WRITTEN REQUEST – Copy the stretch of the records from the line containing "search: metal window bars" through the end of the records, both ends included, keeping every search and instruction line. Multiply each bounding-box coordinate in the answers by 0.2 and round it to a whole number, with halves rounding up.
[start]
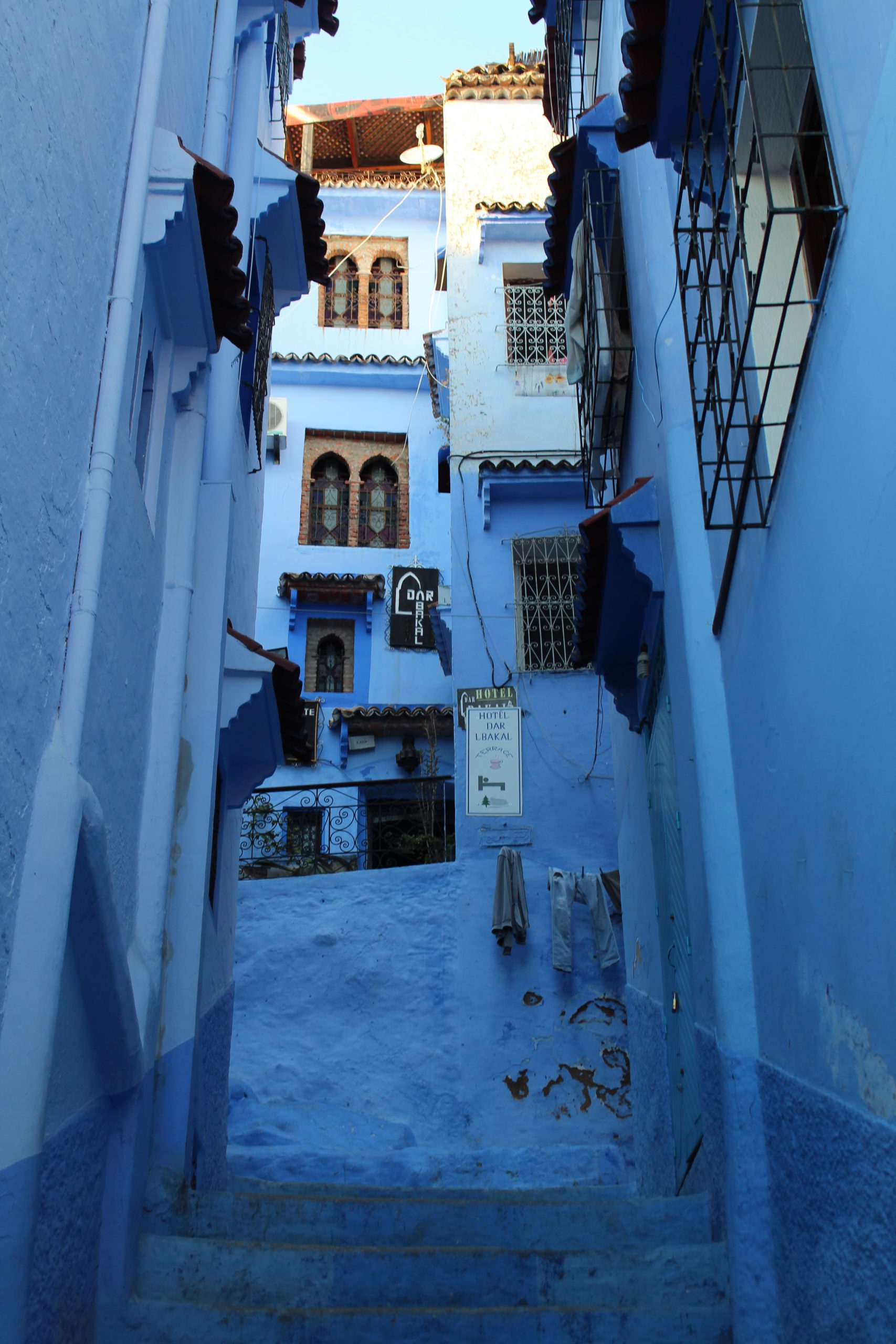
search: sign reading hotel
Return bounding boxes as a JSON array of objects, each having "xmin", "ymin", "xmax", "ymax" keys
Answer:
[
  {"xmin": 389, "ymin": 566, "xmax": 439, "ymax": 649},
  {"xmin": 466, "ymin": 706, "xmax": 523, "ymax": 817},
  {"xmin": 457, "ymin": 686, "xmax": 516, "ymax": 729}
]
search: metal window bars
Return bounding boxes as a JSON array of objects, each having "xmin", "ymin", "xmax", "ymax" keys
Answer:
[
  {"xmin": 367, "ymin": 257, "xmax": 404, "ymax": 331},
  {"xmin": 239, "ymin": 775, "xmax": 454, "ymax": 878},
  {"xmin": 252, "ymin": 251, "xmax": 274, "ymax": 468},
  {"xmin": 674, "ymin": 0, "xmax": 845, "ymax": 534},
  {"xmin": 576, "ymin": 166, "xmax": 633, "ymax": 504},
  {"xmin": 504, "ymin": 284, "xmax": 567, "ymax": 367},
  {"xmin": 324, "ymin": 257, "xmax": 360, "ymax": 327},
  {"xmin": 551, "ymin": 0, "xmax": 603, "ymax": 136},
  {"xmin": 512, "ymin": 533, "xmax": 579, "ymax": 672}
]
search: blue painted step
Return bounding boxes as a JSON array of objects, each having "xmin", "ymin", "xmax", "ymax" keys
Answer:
[end]
FINAL ANSWER –
search: metal window bars
Return bounding boxes as a JSON array of objects, each having "xmin", "ymin", "xmax", "ymax" keys
Answer:
[
  {"xmin": 73, "ymin": 51, "xmax": 81, "ymax": 66},
  {"xmin": 48, "ymin": 155, "xmax": 91, "ymax": 176},
  {"xmin": 50, "ymin": 50, "xmax": 55, "ymax": 94},
  {"xmin": 135, "ymin": 0, "xmax": 169, "ymax": 107},
  {"xmin": 115, "ymin": 33, "xmax": 127, "ymax": 101},
  {"xmin": 101, "ymin": 57, "xmax": 113, "ymax": 73},
  {"xmin": 65, "ymin": 51, "xmax": 72, "ymax": 65},
  {"xmin": 110, "ymin": 0, "xmax": 121, "ymax": 27},
  {"xmin": 102, "ymin": 107, "xmax": 116, "ymax": 134}
]
search: blue painted step
Return bounding boxes as a JSON array of objects, each having "xmin", "ymin", "xmax", "ymax" keys
Answer:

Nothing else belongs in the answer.